• **STATED EXERCISE**: Copy every line of the material below word for word, leaving out the pictures.

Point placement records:

◇ ◇ ◇

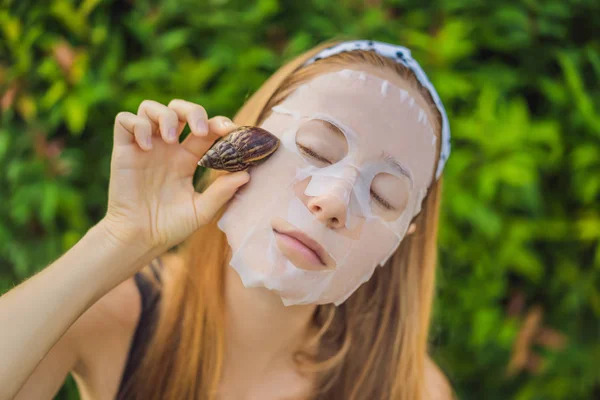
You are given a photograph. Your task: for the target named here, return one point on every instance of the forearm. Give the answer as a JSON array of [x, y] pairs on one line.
[[35, 314]]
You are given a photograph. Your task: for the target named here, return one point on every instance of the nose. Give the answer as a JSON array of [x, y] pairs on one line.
[[329, 210]]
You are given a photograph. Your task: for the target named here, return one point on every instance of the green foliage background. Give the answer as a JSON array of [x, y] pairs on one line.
[[520, 228]]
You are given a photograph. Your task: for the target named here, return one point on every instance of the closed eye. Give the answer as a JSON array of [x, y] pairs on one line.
[[381, 201], [311, 153]]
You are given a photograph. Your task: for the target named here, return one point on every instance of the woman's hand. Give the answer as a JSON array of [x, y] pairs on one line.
[[152, 201]]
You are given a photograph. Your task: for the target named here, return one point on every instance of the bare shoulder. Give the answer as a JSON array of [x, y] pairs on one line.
[[438, 386]]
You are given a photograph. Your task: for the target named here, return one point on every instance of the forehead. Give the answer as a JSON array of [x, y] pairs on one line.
[[381, 116]]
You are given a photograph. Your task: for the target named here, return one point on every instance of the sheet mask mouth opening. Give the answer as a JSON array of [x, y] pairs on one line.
[[300, 247]]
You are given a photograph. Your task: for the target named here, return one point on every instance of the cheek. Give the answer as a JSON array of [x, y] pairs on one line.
[[268, 181], [376, 243]]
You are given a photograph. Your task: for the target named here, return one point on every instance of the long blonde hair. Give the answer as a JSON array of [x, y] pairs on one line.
[[373, 346]]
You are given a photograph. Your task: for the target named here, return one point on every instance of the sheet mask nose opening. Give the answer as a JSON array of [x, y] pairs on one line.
[[348, 180]]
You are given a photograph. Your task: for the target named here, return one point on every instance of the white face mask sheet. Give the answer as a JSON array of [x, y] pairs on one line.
[[387, 132]]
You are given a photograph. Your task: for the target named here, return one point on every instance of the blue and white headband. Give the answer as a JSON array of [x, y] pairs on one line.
[[401, 55]]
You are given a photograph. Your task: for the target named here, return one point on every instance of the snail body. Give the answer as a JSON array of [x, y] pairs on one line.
[[240, 149]]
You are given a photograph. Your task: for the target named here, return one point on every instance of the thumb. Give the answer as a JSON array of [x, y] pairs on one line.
[[217, 194]]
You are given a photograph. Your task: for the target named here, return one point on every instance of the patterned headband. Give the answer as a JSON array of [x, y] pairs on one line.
[[400, 55]]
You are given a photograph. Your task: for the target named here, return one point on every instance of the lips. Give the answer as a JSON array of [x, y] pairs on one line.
[[308, 242]]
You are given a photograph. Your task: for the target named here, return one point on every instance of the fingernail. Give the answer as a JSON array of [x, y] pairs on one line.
[[172, 133], [226, 123], [202, 126]]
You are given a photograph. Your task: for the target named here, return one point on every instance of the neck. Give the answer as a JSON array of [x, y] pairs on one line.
[[262, 333]]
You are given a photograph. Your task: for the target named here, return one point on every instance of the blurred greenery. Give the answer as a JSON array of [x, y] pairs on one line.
[[518, 306]]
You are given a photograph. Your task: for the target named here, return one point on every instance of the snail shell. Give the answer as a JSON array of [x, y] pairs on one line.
[[240, 149]]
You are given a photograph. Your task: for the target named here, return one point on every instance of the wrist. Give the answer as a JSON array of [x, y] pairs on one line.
[[122, 239]]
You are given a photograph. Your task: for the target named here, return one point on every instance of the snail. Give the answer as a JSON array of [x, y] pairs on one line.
[[240, 149]]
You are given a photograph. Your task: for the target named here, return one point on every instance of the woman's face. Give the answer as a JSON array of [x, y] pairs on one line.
[[357, 154]]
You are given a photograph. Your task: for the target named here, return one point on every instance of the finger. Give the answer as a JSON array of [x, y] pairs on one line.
[[217, 127], [208, 203], [194, 114], [162, 116], [130, 127]]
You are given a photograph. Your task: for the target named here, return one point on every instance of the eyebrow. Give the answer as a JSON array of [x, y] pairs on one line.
[[397, 166]]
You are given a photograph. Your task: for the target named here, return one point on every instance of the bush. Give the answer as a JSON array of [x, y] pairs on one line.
[[519, 277]]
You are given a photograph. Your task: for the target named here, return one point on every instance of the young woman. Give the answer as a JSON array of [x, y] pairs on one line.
[[280, 294]]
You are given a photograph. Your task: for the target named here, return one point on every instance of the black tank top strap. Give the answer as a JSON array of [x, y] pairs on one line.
[[150, 299]]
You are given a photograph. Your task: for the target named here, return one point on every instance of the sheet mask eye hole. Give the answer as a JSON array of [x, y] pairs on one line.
[[321, 143], [389, 195]]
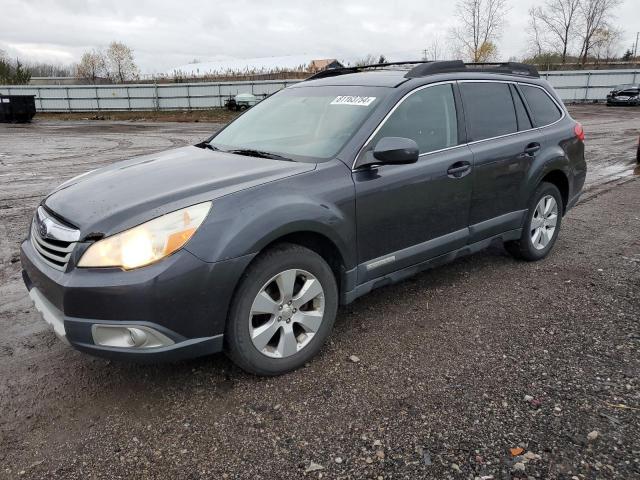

◇ ◇ ◇

• **FINISHED EXERCISE**:
You are given a photograph. Your task: for the target named here, return one point on every instance of the forearm. Give the answer as a JSON array of [x, y] pairs on one line.
[[35, 314]]
You are given a photograph. Your task: for the target named here, return one point on every instance of the nose. Give the answer as a JSON array of [x, y] pairs on one line.
[[329, 210]]
You are given a photograph. Your task: for the target named here, return one point on every instance of the green foliage background. Give the answer as a JSON array of [x, y] pairs on one line.
[[520, 228]]
You are given a photograph. Your task: for the target named here, return one point on every instance of the closed eye. Give the answer as a JSON array of [x, y] pairs on one line.
[[381, 201], [311, 153]]
You are given a photograph. Your task: for the target named here, return one point on every instance of the woman's hand. Give the answer as a JSON array of [x, y] pairs on one line.
[[152, 201]]
You are given a photograph. Your task: for the target named here, return one point on every instance of the bare shoulder. Give the answer as a JSON array of [x, y] pairs on one line.
[[438, 386]]
You are given a photograph. Your task: for the target named here, return one point on every instance of the forehead. Give the answer as a JSON array of [x, y] pairs on one line.
[[381, 116]]
You are given a photograph. Your task: for the target named here, return one point on every instance of the sheet mask mouth opening. Give the answer as a JSON array of [x, y] pairs on one line.
[[300, 247]]
You are given a photograph. Your task: for the target named here, return one point on every instance of the cheek. Give the answer as a JSON array of [x, y] pairs on one line.
[[268, 181], [376, 243]]
You are given a photograph. Your task: for the target named here, return one point on every instance of the long blonde hair. Give the answer as a JSON array of [x, y] pairs on one line.
[[373, 346]]
You are given a photograph. Your task: for the target named here, return one point on every instance of the sheet mask nose opening. Give the answer as a JSON array of [x, y] pairs on one line.
[[348, 180]]
You are given a photograph. Your task: for the target named here, return one point on every instance of the white face mask sheet. Give the answer as a JSON array of [x, y] pairs on one line.
[[387, 132]]
You are given a photograph. Your task: for the target named here, return one point on every instance of the blue and white headband. Give the answer as a JSON array of [x, y] pairs on one line.
[[401, 55]]
You are given a photograph. Your task: for the target named here, return one point on every instance of the snail body. Give the answer as a JSON array of [x, y] pairs on one line.
[[240, 149]]
You are given a photograph. Your task: for the target named here, return one point on every instance of the thumb. Give the answer as a JSON array of [x, y] pairs on one line.
[[217, 194]]
You are given a photograph. Your task: for the target named here, return one point on every instance of the patterned headband. Give the answer as a JSON array of [x, y] pairs on one line.
[[400, 55]]
You are given a photograph. Your task: for the target named here, return one point on every instance of the lips. Give the answer as a JSON array of [x, y] pairs on one line.
[[308, 242]]
You are given a photograph. Your task: for the target named here, return one point on every instance of the fingernail. Give the answer as a JSON array of [x, y] pairs on one line.
[[172, 133], [226, 123], [202, 126]]
You are given a photograph. Your task: for the target named here, return one point on every instance of the neck. Give the answer as a JSON array of [x, y] pairs on one line.
[[262, 333]]
You are given a photograph. Your task: for the target named here, return one point on every instance of the blurred greenery. Give the answer as a JSON array of [x, y] pairs on one line.
[[518, 306]]
You are given a photograph. Your task: for the target named here, return one point on every instance of the snail shell. Give the answer as a JSON array of [x, y] pairs on one line.
[[240, 149]]
You are given a photograph. Your task: for the target named here, return one point on every instance of the wrist. Give the answer as a JSON array of [x, y] pairs on one line.
[[122, 239]]
You are given a photograph. Your task: for the target named here, return one point on every instance of the snail. Give the answer as a JSON array of [x, y] pairs on one line.
[[240, 149]]
You are given a photograph. Your task: for the target named here, return one point on every instance of the woman's face. Give the answer as a JSON array of [x, y] pairs on one line.
[[357, 154]]
You are given a photograph. Your task: for the target named here, return one point on every instance of the finger. Give the answer as a JSON array of [x, y] pairs on one line.
[[217, 127], [208, 203], [194, 114], [162, 116], [130, 127]]
You are given a photograph. Your task: for the target named here, return one point on every instance of the eyebrow. Give the answer as a JSON array of [x, y] pairs on one line.
[[397, 166]]
You are given a photograph. Your task: for the target named here, return one point on every instance of the bush. Give the answer as a JSON array of [x, y] pairs on one line.
[[519, 277]]
You are given a photograph. Your task: for the target named here, return one point on every instance of the young woman. Give the answer as a JSON array of [x, y] pairs on one line.
[[280, 294]]
You are given a photograph. Your task: for the target named here, return one point on every instance of the black tank top strap. Give the answer as a JSON array of [x, y] pairs on one line.
[[150, 299]]
You are given a photograph. Your task: for the target named here, return one point on every instance of the sheet mask eye hole. Give the answer as a JSON array of [x, y] pairs on one line.
[[321, 143], [389, 195]]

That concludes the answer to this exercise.